{Estrangeira #16} Teufelsberg: de pântano a seita do David Lynch
Quantos usos podem atravessar um mesmo lugar?
Sou fascinada pela reutilização de estruturas. Lugares concebidos para serem uma coisa e que se tornam outra completamente diferente. Igrejas que viram escola de skate ou restaurantes, fábricas que viram centro cultural. Mas nada, nada mesmo se compara a história da reciclagem de propósito de Teufelsberg em Berlim.
Berlim nasceu sobre um pântano, um terreno quase sem elevações. Praticamente todos os morros que você vê na cidade estão lá para enterrar algo ou é simplesmente entulho coberto de grama. O ponto mais alto da cidade está incluído neste grupo: é o Teufelsberg, ou Morro do Diabo. Quem visita a estrutura hoje, conhece os murais coloridos mas, não imagina as camadas (literais) de história sobre as quais pisa.
Governo nazista e o fim da Segunda Guerra
Tudo começou com Hitler. O governo nazista alemão teve uma ideia. Resolveram construir uma universidade militar gigante às margens da floresta Grunewald no extremo oeste da cidade. Em governos autoritários, tudo é mega, já percebeu? Com a universidade militar não seria diferente. Só que aí a Segunda Guerra Mundial começou, o dinheiro acabou, e a estrutura incompleta do lugar passou a servir como um depósito bélico.
Quando a guerra acabou, Berlim era puro escombro e, assim como o resto do país, foi dividida em quatro setores entre os aliados. A tal escola militar/depósito de armas ficou dentro do setor britânico, bem na fronteira com a Alemanha Oriental e passou a ser usada como um grande lixão de entulho gerado pela guerra. Foi simbólico. Já que explodir o local custaria caro e possivelmente destruiria ainda mais a região, cobrir um símbolo nazista com lixo foi uma alternativa nobre.
Estação de esqui e de espionagem
Ali nasceu um morro, o mais alto de toda a cidade. Do morro nasceu uma estação de esqui com teleférico e tudo. Ao mesmo tempo, com o avanço da Guerra Fria, o Reino Unido percebeu a localização estratégica do Morro do Diabo e montou uma estação de espionagem em seu cume em cooperação com os Estados Unidos. Era o local perfeito para captar transmissões de rádio vindas da Alemanha Oriental.

########################################

■ Instrução
Transcreva sem nenhuma alteração o trecho do texto sobre Teufelsberg que começa em "Sou fascinada pela" e vai até "Teufelsberg em Berlim.", incluindo essas palavras finais.

■ Entradas extraídas
########################################

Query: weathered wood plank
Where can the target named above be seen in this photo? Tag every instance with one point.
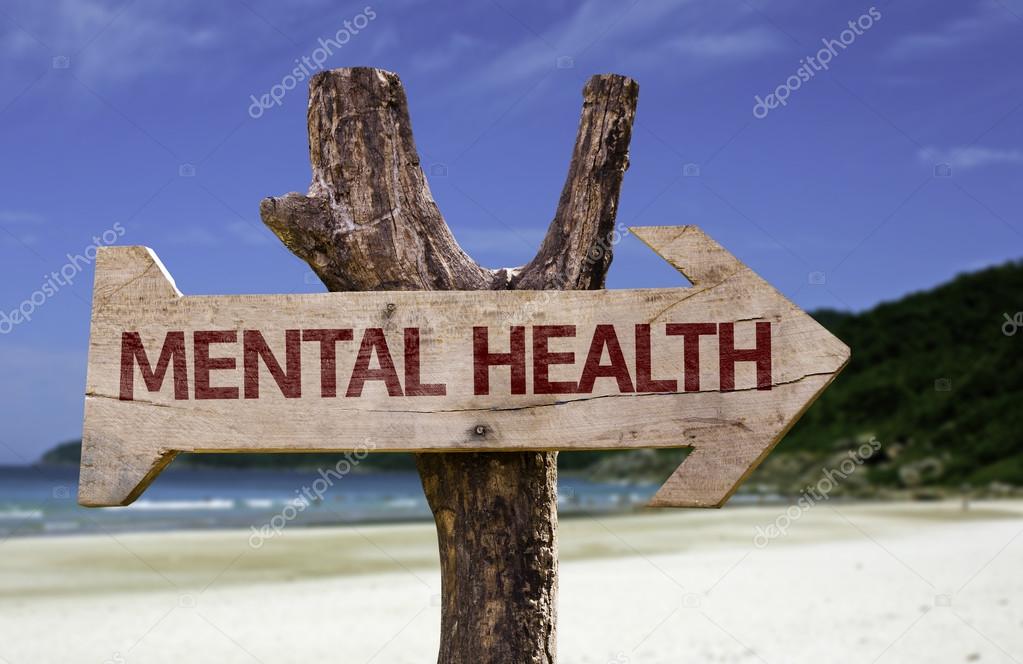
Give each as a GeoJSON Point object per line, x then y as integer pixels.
{"type": "Point", "coordinates": [730, 427]}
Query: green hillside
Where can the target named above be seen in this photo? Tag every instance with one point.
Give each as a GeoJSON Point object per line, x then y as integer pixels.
{"type": "Point", "coordinates": [933, 378]}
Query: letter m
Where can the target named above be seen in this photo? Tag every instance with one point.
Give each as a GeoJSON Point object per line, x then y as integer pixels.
{"type": "Point", "coordinates": [133, 352]}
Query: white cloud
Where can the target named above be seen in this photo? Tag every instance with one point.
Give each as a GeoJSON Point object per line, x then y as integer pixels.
{"type": "Point", "coordinates": [969, 158]}
{"type": "Point", "coordinates": [105, 40]}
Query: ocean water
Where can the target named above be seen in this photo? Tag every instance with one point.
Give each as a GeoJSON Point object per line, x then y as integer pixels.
{"type": "Point", "coordinates": [41, 500]}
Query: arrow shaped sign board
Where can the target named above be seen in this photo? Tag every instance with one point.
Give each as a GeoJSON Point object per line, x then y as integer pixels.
{"type": "Point", "coordinates": [724, 367]}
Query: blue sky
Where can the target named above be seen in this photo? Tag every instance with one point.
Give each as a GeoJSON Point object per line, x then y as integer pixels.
{"type": "Point", "coordinates": [104, 100]}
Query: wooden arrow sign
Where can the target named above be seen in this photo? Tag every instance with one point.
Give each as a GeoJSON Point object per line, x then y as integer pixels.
{"type": "Point", "coordinates": [724, 367]}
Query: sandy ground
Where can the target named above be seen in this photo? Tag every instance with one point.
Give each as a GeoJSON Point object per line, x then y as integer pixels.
{"type": "Point", "coordinates": [921, 582]}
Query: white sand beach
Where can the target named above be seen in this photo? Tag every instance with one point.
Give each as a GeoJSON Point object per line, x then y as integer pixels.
{"type": "Point", "coordinates": [877, 582]}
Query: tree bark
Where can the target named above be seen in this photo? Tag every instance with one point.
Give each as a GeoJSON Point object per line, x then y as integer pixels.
{"type": "Point", "coordinates": [369, 222]}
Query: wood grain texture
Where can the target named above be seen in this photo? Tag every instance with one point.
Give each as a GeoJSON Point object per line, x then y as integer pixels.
{"type": "Point", "coordinates": [730, 431]}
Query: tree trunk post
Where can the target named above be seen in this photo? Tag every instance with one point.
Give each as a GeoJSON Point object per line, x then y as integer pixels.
{"type": "Point", "coordinates": [369, 223]}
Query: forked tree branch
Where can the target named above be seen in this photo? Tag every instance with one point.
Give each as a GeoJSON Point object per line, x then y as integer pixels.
{"type": "Point", "coordinates": [368, 223]}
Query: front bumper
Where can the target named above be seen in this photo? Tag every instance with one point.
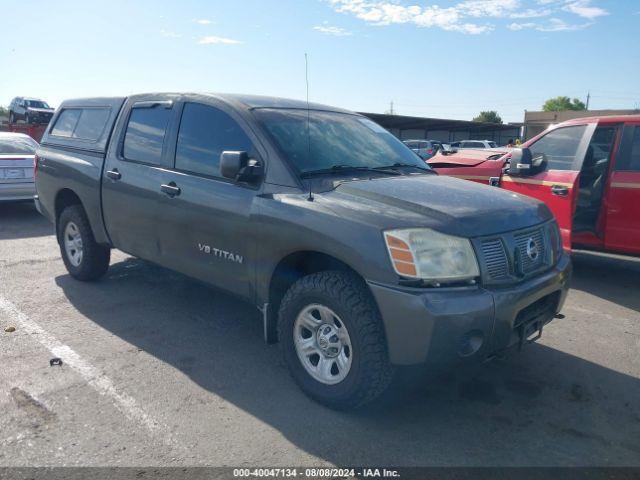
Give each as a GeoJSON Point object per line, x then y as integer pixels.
{"type": "Point", "coordinates": [17, 191]}
{"type": "Point", "coordinates": [446, 325]}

########################################

■ Resposta completa
Sou fascinada pela reutilização de estruturas. Lugares concebidos para serem uma coisa e que se tornam outra completamente diferente. Igrejas que viram escola de skate ou restaurantes, fábricas que viram centro cultural. Mas nada, nada mesmo se compara a história da reciclagem de propósito de Teufelsberg em Berlim.